[任务说明]:
将下列各行逐一编入带序号的列表，略去空行，答案中不得包含图片。
+===+
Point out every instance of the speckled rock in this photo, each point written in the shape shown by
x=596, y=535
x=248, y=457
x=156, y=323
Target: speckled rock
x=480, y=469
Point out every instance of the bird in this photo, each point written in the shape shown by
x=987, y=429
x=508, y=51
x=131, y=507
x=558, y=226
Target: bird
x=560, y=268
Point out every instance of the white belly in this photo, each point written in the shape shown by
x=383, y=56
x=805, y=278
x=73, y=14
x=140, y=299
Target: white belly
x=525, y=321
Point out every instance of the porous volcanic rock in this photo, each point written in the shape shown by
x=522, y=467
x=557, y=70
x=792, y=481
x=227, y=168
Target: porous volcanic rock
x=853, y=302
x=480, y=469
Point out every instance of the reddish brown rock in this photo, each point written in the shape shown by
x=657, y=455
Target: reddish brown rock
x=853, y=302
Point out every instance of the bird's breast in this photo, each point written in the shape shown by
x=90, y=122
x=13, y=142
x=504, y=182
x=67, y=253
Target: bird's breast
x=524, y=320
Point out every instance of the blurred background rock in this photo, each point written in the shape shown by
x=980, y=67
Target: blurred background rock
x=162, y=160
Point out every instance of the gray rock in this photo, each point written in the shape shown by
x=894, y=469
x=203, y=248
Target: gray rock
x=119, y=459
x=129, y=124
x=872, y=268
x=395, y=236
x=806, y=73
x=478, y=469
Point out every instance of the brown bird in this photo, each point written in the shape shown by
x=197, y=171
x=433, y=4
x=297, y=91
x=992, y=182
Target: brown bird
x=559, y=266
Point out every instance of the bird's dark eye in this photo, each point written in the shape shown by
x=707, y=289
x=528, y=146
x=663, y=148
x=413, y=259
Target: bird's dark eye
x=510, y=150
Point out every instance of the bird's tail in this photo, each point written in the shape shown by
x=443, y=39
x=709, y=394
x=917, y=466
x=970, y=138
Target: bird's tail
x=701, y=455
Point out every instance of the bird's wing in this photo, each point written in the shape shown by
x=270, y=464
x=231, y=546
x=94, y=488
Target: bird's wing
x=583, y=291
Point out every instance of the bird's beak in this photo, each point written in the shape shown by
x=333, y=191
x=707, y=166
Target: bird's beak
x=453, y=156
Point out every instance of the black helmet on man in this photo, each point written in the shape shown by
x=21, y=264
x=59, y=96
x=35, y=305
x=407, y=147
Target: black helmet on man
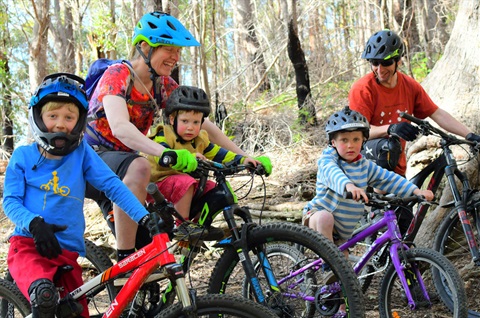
x=383, y=45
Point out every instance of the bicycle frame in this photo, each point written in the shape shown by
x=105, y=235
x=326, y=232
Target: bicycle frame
x=226, y=202
x=141, y=264
x=446, y=165
x=393, y=235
+===+
[完整输出]:
1. Point out every instance of the speckled rock in this photo, each point written in the shape shown by
2. x=596, y=535
3. x=248, y=457
4. x=156, y=323
5. Target: speckled rock
6. x=480, y=469
7. Point out every instance of the bird in this photo, each point written in the shape shown by
8. x=987, y=429
9. x=508, y=51
10. x=131, y=507
11. x=558, y=226
12. Target: bird
13. x=560, y=268
14. Point out every instance of the white belly in this photo, each point written in the shape shown by
15. x=383, y=56
16. x=805, y=278
17. x=73, y=14
18. x=140, y=299
19. Target: white belly
20. x=525, y=321
21. Point out every instance of the porous volcanic rock in this photo, each point written in the shape shown by
22. x=522, y=467
23. x=557, y=70
24. x=792, y=481
25. x=227, y=168
26. Target: porous volcanic rock
27. x=853, y=302
28. x=480, y=469
29. Point out every instance of the reddish brown rock in this photo, each point written in the shape shown by
30. x=657, y=455
31. Target: reddish brown rock
32. x=853, y=302
33. Point out every instance of the bird's breast in this photo, each point written in the shape shown by
34. x=90, y=122
35. x=13, y=142
36. x=504, y=182
37. x=67, y=253
38. Target: bird's breast
39. x=524, y=320
40. Point out every instance of the blurred background rock in this photo, each point written in the shape shown by
41. x=980, y=67
42. Target: blurred background rock
43. x=162, y=160
44. Point out every instance of the gray rock in this photo, each point written in the shape shown by
45. x=894, y=469
46. x=203, y=248
47. Target: gray rock
48. x=119, y=459
49. x=129, y=124
50. x=872, y=268
51. x=395, y=236
52. x=806, y=73
53. x=478, y=469
54. Point out every instance of the brown bird in this photo, each point written in the shape shown by
55. x=197, y=171
56. x=433, y=4
57. x=297, y=91
58. x=992, y=182
59. Target: brown bird
60. x=559, y=266
61. Point out every instance of the bird's dark eye in this photo, each point written in the shape shown by
62. x=707, y=289
63. x=528, y=146
64. x=663, y=148
65. x=413, y=259
66. Target: bird's dark eye
67. x=510, y=150
68. Point out every instance of the bird's tail in this photo, each point written in the shape shown by
69. x=443, y=39
70. x=709, y=394
71. x=917, y=466
72. x=970, y=138
73. Target: bird's tail
74. x=701, y=455
75. Point out every instance of the bird's wing in this photo, each point written in the shape shown by
76. x=270, y=464
77. x=231, y=546
78. x=94, y=488
79. Target: bird's wing
80. x=583, y=291
81. Point out every instance of the bird's beak in this photo, each point written in the shape shown by
82. x=333, y=191
83. x=707, y=166
84. Target: bird's beak
85. x=453, y=156
86. Point out every instance of the black helmet on man in this photo, each point written in the shape shown by
87. x=21, y=264
88. x=59, y=96
89. x=35, y=305
90. x=407, y=147
91. Target: black helmet on man
92. x=383, y=45
93. Point out every instance of the bicycle frame in this photo, each point written in the shape shown by
94. x=105, y=235
95. x=326, y=232
96. Target: bicycle frame
97. x=226, y=202
98. x=141, y=264
99. x=446, y=165
100. x=393, y=235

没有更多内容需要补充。